Requirements ::
In the records below, change every "a single point for each instance" to "one point per instance" and write all the lines out again with nothing else altered.
*** Stored rows ***
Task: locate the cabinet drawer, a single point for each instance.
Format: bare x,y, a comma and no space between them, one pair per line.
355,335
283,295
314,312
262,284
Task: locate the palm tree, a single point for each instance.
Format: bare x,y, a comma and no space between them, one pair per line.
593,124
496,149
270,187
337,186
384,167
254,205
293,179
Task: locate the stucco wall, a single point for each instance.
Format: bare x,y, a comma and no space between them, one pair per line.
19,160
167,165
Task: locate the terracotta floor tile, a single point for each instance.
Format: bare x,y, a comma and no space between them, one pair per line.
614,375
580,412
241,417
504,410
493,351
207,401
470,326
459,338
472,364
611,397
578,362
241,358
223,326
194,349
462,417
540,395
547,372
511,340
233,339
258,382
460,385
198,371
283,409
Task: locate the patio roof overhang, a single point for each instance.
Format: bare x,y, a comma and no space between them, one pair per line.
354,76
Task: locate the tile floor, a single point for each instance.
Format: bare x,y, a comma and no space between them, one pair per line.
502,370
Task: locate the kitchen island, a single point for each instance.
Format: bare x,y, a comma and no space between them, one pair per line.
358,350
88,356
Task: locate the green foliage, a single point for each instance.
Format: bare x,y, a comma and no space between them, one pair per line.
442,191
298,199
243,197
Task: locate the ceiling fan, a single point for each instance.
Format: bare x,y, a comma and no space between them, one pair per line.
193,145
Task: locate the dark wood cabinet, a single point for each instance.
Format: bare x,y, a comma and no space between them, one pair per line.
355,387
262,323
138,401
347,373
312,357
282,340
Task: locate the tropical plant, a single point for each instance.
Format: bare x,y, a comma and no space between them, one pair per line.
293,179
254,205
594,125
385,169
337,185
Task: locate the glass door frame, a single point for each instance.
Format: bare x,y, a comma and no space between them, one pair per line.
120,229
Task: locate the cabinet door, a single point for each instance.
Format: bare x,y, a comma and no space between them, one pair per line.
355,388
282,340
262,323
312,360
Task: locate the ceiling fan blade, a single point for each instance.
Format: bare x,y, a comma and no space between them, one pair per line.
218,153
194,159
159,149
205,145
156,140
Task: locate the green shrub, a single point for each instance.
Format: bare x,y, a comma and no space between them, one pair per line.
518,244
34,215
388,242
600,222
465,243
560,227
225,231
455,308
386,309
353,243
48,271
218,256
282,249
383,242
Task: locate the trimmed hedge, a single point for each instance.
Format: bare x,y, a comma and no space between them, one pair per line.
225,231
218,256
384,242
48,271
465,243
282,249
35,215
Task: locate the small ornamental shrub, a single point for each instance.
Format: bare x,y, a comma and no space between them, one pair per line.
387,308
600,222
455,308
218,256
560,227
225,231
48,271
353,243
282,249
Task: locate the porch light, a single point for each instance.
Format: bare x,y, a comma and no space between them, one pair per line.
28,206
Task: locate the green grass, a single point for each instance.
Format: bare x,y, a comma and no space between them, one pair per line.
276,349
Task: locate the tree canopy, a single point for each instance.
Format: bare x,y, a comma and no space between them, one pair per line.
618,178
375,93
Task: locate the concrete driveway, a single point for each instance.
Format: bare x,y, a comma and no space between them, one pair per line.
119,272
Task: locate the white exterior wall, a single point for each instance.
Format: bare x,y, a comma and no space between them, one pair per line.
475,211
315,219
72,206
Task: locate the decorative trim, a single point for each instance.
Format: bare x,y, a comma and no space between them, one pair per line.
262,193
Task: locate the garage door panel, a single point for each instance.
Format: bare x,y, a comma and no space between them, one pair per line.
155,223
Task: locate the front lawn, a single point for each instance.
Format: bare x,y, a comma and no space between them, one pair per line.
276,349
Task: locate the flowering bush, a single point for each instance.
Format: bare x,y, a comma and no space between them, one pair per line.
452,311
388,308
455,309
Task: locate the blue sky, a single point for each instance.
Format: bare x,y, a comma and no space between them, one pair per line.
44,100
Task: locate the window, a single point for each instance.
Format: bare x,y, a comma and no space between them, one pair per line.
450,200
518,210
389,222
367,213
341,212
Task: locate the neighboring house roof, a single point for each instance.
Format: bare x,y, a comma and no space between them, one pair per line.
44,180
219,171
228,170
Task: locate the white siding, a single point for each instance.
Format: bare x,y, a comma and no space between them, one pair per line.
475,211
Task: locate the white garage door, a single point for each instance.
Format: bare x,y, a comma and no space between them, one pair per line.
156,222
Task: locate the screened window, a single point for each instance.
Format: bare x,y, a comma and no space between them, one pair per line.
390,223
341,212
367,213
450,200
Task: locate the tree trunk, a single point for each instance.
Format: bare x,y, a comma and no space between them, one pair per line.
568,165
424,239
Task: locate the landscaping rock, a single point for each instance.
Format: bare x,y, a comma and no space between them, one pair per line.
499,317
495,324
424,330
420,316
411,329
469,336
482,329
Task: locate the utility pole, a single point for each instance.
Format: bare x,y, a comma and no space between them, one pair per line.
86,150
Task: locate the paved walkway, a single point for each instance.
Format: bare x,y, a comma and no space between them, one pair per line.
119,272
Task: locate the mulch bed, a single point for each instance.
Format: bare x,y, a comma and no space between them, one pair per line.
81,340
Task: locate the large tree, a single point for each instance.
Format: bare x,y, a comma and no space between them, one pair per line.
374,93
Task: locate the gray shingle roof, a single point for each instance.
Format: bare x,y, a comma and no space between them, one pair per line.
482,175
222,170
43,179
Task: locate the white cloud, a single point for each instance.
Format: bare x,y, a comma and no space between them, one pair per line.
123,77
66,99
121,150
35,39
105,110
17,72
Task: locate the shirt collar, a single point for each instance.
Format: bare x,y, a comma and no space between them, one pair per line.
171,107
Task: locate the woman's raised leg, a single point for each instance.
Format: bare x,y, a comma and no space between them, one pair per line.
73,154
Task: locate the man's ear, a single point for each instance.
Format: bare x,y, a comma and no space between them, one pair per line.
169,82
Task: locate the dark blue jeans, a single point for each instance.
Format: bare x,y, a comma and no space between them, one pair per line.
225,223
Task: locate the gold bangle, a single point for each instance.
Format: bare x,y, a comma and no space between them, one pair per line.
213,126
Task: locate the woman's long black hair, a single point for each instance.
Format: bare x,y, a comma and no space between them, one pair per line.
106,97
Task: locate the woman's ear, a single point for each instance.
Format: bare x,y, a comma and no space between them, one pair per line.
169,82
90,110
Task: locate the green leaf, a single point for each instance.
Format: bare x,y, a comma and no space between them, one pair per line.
***
Answer below ::
Task: locate the cabinet drawer, one point per instance.
Format: bare x,y, a comma and no space between them, one pair per line.
355,335
283,295
314,312
262,284
Task: locate the palm tree, one point per instance.
Format: bare x,y, a comma and no space between them, one pair per line.
593,124
496,149
270,187
337,186
384,167
254,205
293,179
Task: locate the stucco wall, one point per instance.
Format: bare x,y, a comma and no space between them, one pair per line.
19,160
167,165
Task: locate the terracotta floor tile, one point per instance.
Format: bare x,y, a comma and no space between them, one pair per line.
614,375
580,412
241,417
504,410
493,351
207,401
470,326
459,338
472,364
611,397
578,362
241,358
223,326
194,349
462,417
540,395
547,372
511,340
233,339
258,382
460,385
198,371
283,409
Task: locate the patio roof overhang, one point per instance.
Format: bare x,y, a comma and no space between them, one pair per line.
354,76
Task: locate the tile floor, one point per instance.
Format: bare x,y, a comma and no space between them, one pair per line.
502,370
Task: locate the kitchen island, one point per instance.
Format: bare x,y, a comma and no space between them, one pair per line.
358,350
88,356
Task: locate the green foliage, one point per instance.
Format: bare x,y, a comma and no space between them, one pair per line.
442,191
298,199
243,197
Task: locate the ceiling fan, one point per instance.
Format: bare x,y, a comma and no space between them, one pair per line.
193,145
Task: locate the dark wood cabinet, one point per instance.
Format: bare x,y, a comma and no space between them, one pair per line.
355,387
262,323
138,401
347,373
312,357
282,340
Task: locate the tropical plant, one point per instance.
Format: bare x,y, a comma and no space between them, one pair per line.
293,179
254,205
594,125
385,169
337,185
Task: locate the glass door frame, one point per instance.
Format: bare x,y, a comma and no space between them, one pair per line.
120,229
Task: locate the cabinet door, one point per instance.
Format: bare x,y, a comma and no space between them, one pair per line.
355,388
282,340
262,323
312,360
Task: locate the ceiling fan blade, one point per instance.
Format: bare x,y, a comma and no space between them, one pair per line.
218,153
194,159
159,149
205,145
156,140
Task: locate the green shrub, one point per instance.
Format: bare x,y, a comma and no space between them, one pair per line.
518,244
34,215
388,242
600,222
465,243
560,227
225,231
455,308
386,309
353,243
48,271
218,256
282,249
383,242
Task: locate the trimmed hedge, one point per instance.
Format: bare x,y, a comma and no space between them, one pair per line.
225,231
218,256
384,242
48,271
465,243
282,249
35,215
Task: locate the small ornamental shrub, one point per instance.
Format: bare x,y, a comma and no space between them, one pair per line.
387,308
600,222
455,308
218,256
560,227
225,231
48,271
353,243
282,249
Task: locate the porch light, one point per instance.
Format: bare x,y, a comma and no space between them, one pair per line.
28,206
Task: locate the green grass, one point per instance.
Format: bare x,y, a comma and no space between them, one pair per line.
276,349
Task: locate the tree canopy, one point per instance.
Format: bare x,y, a comma and no space between them, one pair per line.
618,178
375,93
Task: locate the concrete driveway, one point per instance.
Format: bare x,y, a comma and no space between them, one pair per line.
119,272
Task: locate the white exterior wall, one point per instance.
Format: bare x,y, a comma and no space between them, one pair per line.
475,211
315,219
72,206
Task: locate the decorative trim, one point per instance.
Format: bare x,y, a comma and no space between them, one pair per line.
262,193
Task: locate the garage door panel, one point per instance.
Format: bare x,y, a comma and no space between them, one pair per line.
155,223
Task: locate the front lawn, one point per instance.
Format: bare x,y, a comma and no space between them, one pair per line.
276,349
Task: locate the flowering bush, one point per instance.
Format: bare x,y, a comma and no space between them, one pair per line.
452,311
388,308
455,309
Task: locate the blue sky, one point per instance.
Format: bare x,y, a comma and no space between them, one pair per line.
44,100
Task: locate the window, one point per instance.
Format: bare x,y, a comma and no space between them, one pair per line.
450,200
518,210
389,222
367,213
341,212
Task: locate the neighboring house roof, one point per instance.
Format: bare x,y, a comma and no space between them, one pair per line.
44,180
219,171
228,170
Task: locate the white siding, one point per instance.
Format: bare x,y, a comma and no space between them, one pair per line.
475,211
Task: locate the white garage door, one point per instance.
Format: bare x,y, a comma and no space between them, one pair per line.
156,222
Task: locate the screened window, one point per instance.
Format: bare x,y, a comma and no space between them, one pair per line.
390,223
341,212
367,213
450,200
Task: locate the tree trunk, one point per instance.
Format: bare x,y, a comma and no space between them, one pair per line.
568,165
424,239
Task: locate the landscaping rock, one point per instance.
Format: bare x,y, a comma and no space between them, one pair per line.
499,317
495,324
424,330
420,316
411,329
469,336
482,329
Task: locate the utility pole, one point per instance.
Format: bare x,y, a comma and no space between them, one pair per line.
86,150
Task: locate the paved walkway, one point per instance.
Format: bare x,y, a comma and no space between them, one pair per line.
119,272
Task: locate the mulch bed, one point per instance.
Format: bare x,y, a comma and no space between them, one pair per line.
81,340
Task: locate the large tree, one point per instance.
Format: bare x,y, a comma and no space between them, one pair per line.
374,93
Task: locate the gray shingle roof, one point per instance.
Format: bare x,y, a comma and no space between them, one pair per line.
482,175
222,170
43,179
Task: locate the white cloud, one point per instance.
Format: bare x,y, a comma and no space between them, one pair per line.
123,77
66,99
121,150
35,39
105,110
17,72
Task: locate the shirt collar, one point per instance.
Format: bare x,y, a comma and no space between them, one pair per line.
171,107
Task: locate the woman's raised leg, one point per instance.
Format: bare x,y, a comma and no space between them, one pair per line.
73,154
Task: locate the man's ear, one point per instance.
Format: bare x,y, a comma and no space between them, one pair per line.
169,82
Task: locate the dark blue jeans, one point per instance.
Format: bare x,y, a comma and no space between them, one pair per line.
225,223
Task: locate the gold bangle, one point per instance.
Format: bare x,y, a comma and no space between them, one pair per line.
213,126
Task: locate the woman's long black hair, one point per instance.
Format: bare x,y, a comma and no space between them, one pair per line.
106,97
Task: locate the woman's ear, one point per instance.
Format: bare x,y, a comma and no space between them, one pair per line.
169,82
90,110
Task: locate the green leaf, one point per instance.
Format: bare x,y, a comma and no space between them, one pair per line.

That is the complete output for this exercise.